-- begin DATASET EXCERPTS --

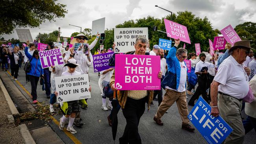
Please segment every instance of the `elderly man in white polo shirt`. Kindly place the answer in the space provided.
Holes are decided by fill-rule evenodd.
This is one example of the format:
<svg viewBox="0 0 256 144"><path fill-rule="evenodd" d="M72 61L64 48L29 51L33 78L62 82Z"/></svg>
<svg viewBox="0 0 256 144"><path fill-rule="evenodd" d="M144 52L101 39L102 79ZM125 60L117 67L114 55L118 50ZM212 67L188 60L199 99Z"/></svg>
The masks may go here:
<svg viewBox="0 0 256 144"><path fill-rule="evenodd" d="M211 114L217 117L219 114L233 129L224 144L242 144L243 141L245 129L240 113L242 100L249 91L250 70L243 63L250 49L249 41L235 42L228 50L231 55L219 65L211 85Z"/></svg>

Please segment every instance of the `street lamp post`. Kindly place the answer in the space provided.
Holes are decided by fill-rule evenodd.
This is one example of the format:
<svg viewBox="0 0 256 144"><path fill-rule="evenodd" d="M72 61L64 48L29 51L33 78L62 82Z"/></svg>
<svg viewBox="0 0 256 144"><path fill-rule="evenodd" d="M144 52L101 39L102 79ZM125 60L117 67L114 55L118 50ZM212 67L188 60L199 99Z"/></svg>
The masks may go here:
<svg viewBox="0 0 256 144"><path fill-rule="evenodd" d="M72 25L70 24L69 24L69 26L75 26L75 27L76 27L80 28L80 33L82 33L82 27L81 27L80 26L76 26Z"/></svg>

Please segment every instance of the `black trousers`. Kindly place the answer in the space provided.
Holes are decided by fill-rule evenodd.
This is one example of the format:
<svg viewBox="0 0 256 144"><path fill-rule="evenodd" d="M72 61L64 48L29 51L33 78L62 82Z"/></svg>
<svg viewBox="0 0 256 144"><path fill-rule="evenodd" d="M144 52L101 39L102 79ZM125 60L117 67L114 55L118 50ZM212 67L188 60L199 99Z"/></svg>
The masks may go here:
<svg viewBox="0 0 256 144"><path fill-rule="evenodd" d="M37 83L39 81L40 77L28 75L29 79L30 80L30 84L31 85L31 95L32 96L32 100L34 101L37 98Z"/></svg>
<svg viewBox="0 0 256 144"><path fill-rule="evenodd" d="M14 67L11 68L11 76L14 76L14 78L17 79L18 78L18 73L20 67L19 64L15 65Z"/></svg>
<svg viewBox="0 0 256 144"><path fill-rule="evenodd" d="M126 124L122 137L120 138L120 144L141 144L138 126L139 120L145 111L145 103L148 96L135 100L127 97L122 113L126 119Z"/></svg>
<svg viewBox="0 0 256 144"><path fill-rule="evenodd" d="M204 99L206 102L208 101L206 90L210 86L210 78L204 78L201 76L197 77L198 87L197 88L195 92L193 94L188 102L189 105L194 104L195 101L198 99L200 95L202 94Z"/></svg>

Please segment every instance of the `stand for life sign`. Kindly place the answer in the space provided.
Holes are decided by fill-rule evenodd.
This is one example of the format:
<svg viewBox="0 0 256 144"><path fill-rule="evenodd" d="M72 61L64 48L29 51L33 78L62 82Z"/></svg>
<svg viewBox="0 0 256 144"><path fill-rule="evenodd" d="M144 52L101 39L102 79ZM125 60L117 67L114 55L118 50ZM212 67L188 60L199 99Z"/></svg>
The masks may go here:
<svg viewBox="0 0 256 144"><path fill-rule="evenodd" d="M209 144L221 144L233 129L220 116L211 115L211 107L200 96L188 117Z"/></svg>
<svg viewBox="0 0 256 144"><path fill-rule="evenodd" d="M170 50L172 47L172 41L159 39L158 46L164 50Z"/></svg>
<svg viewBox="0 0 256 144"><path fill-rule="evenodd" d="M88 74L55 78L58 102L91 98Z"/></svg>
<svg viewBox="0 0 256 144"><path fill-rule="evenodd" d="M160 90L160 56L116 55L115 84L119 90Z"/></svg>

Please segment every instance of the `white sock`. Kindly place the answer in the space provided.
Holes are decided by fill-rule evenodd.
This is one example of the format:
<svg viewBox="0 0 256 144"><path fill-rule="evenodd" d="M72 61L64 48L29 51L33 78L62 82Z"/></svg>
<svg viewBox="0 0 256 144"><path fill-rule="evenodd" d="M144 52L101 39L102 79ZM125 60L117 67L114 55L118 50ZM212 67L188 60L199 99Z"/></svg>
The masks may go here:
<svg viewBox="0 0 256 144"><path fill-rule="evenodd" d="M62 116L62 119L61 119L61 122L65 122L67 121L67 119L68 119L68 118L66 118L65 116L64 115Z"/></svg>
<svg viewBox="0 0 256 144"><path fill-rule="evenodd" d="M106 105L106 99L102 98L102 105Z"/></svg>
<svg viewBox="0 0 256 144"><path fill-rule="evenodd" d="M70 127L73 125L74 120L75 120L75 118L72 118L71 116L69 116L69 127Z"/></svg>

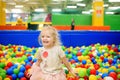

-- end DATASET EXCERPTS --

EXERCISE TASK
Type out all of the data above line for line without changing anything, but leave out the pictures.

THE REPLY
Please segment every instance of the `elderly man in white polo shirt`. Kindly place the answer in the space provided.
Holes are decided by fill-rule evenodd.
This is one example of the format:
<svg viewBox="0 0 256 144"><path fill-rule="evenodd" d="M72 61L64 48L29 51L33 78L62 82Z"/></svg>
<svg viewBox="0 0 256 144"><path fill-rule="evenodd" d="M144 52L101 39L102 79ZM125 60L117 67L114 55L118 50ZM212 67L188 60L199 99Z"/></svg>
The masks may go here:
<svg viewBox="0 0 256 144"><path fill-rule="evenodd" d="M211 114L217 117L219 114L233 129L224 144L242 144L243 141L245 129L240 113L242 100L249 91L250 70L243 63L250 49L249 41L235 42L228 50L231 55L219 65L211 85Z"/></svg>

Please segment every instance of the `street lamp post`. Kindly place the answer in the space provided.
Holes are decided by fill-rule evenodd.
This is one example of the format:
<svg viewBox="0 0 256 144"><path fill-rule="evenodd" d="M72 61L64 48L29 51L33 78L62 82Z"/></svg>
<svg viewBox="0 0 256 144"><path fill-rule="evenodd" d="M144 52L101 39L102 79ZM125 60L117 67L114 55L118 50ZM212 67L188 60L199 99Z"/></svg>
The masks may go here:
<svg viewBox="0 0 256 144"><path fill-rule="evenodd" d="M72 25L70 24L69 24L69 26L75 26L75 27L76 27L80 28L80 33L82 33L82 27L81 27L80 26L76 26Z"/></svg>

Please segment every instance of the `black trousers`. Kindly place the answer in the space provided.
Holes are decided by fill-rule evenodd.
This is one example of the format:
<svg viewBox="0 0 256 144"><path fill-rule="evenodd" d="M72 61L64 48L29 51L33 78L62 82Z"/></svg>
<svg viewBox="0 0 256 144"><path fill-rule="evenodd" d="M144 52L101 39L102 79ZM125 60L117 67L114 55L118 50ZM212 67L188 60L199 99Z"/></svg>
The masks may go here:
<svg viewBox="0 0 256 144"><path fill-rule="evenodd" d="M37 83L39 81L40 77L28 75L29 79L30 80L30 84L31 85L31 95L32 96L32 100L34 101L37 98Z"/></svg>
<svg viewBox="0 0 256 144"><path fill-rule="evenodd" d="M14 67L11 68L11 76L14 76L14 78L17 79L18 78L18 73L20 67L19 64L15 65Z"/></svg>
<svg viewBox="0 0 256 144"><path fill-rule="evenodd" d="M126 124L122 137L120 138L120 144L141 144L138 126L139 120L145 111L145 103L148 96L135 100L127 97L122 113L126 119Z"/></svg>
<svg viewBox="0 0 256 144"><path fill-rule="evenodd" d="M204 99L206 102L208 101L206 90L210 86L210 78L204 78L201 76L197 77L198 87L197 88L195 92L193 94L188 102L189 105L194 104L195 101L198 99L200 95L202 94Z"/></svg>

Please segment every instance of the `stand for life sign`. Kindly place the answer in the space provided.
Holes are decided by fill-rule evenodd.
This is one example of the format:
<svg viewBox="0 0 256 144"><path fill-rule="evenodd" d="M72 61L64 48L29 51L33 78L62 82Z"/></svg>
<svg viewBox="0 0 256 144"><path fill-rule="evenodd" d="M144 52L101 39L102 79ZM125 60L117 67L114 55L118 50ZM212 67L188 60L199 99Z"/></svg>
The masks may go here:
<svg viewBox="0 0 256 144"><path fill-rule="evenodd" d="M209 144L221 144L233 129L220 116L211 115L211 107L200 96L188 117Z"/></svg>
<svg viewBox="0 0 256 144"><path fill-rule="evenodd" d="M170 50L172 47L172 41L159 39L158 46L164 50Z"/></svg>
<svg viewBox="0 0 256 144"><path fill-rule="evenodd" d="M88 74L55 78L58 102L91 98Z"/></svg>
<svg viewBox="0 0 256 144"><path fill-rule="evenodd" d="M160 90L160 56L116 55L115 84L119 90Z"/></svg>

Please segment every instance of the `white sock`. Kindly place the answer in the space provided.
Holes are decided by fill-rule evenodd.
This is one example of the format:
<svg viewBox="0 0 256 144"><path fill-rule="evenodd" d="M72 61L64 48L29 51L33 78L62 82Z"/></svg>
<svg viewBox="0 0 256 144"><path fill-rule="evenodd" d="M144 52L101 39L102 79ZM125 60L117 67L114 55L118 50ZM212 67L188 60L199 99Z"/></svg>
The masks may go here:
<svg viewBox="0 0 256 144"><path fill-rule="evenodd" d="M62 116L62 119L61 119L61 122L65 122L67 121L67 119L68 119L68 118L66 118L65 116L64 115Z"/></svg>
<svg viewBox="0 0 256 144"><path fill-rule="evenodd" d="M106 105L106 99L102 98L102 105Z"/></svg>
<svg viewBox="0 0 256 144"><path fill-rule="evenodd" d="M70 127L73 125L74 120L75 120L75 118L72 118L71 116L69 116L69 127Z"/></svg>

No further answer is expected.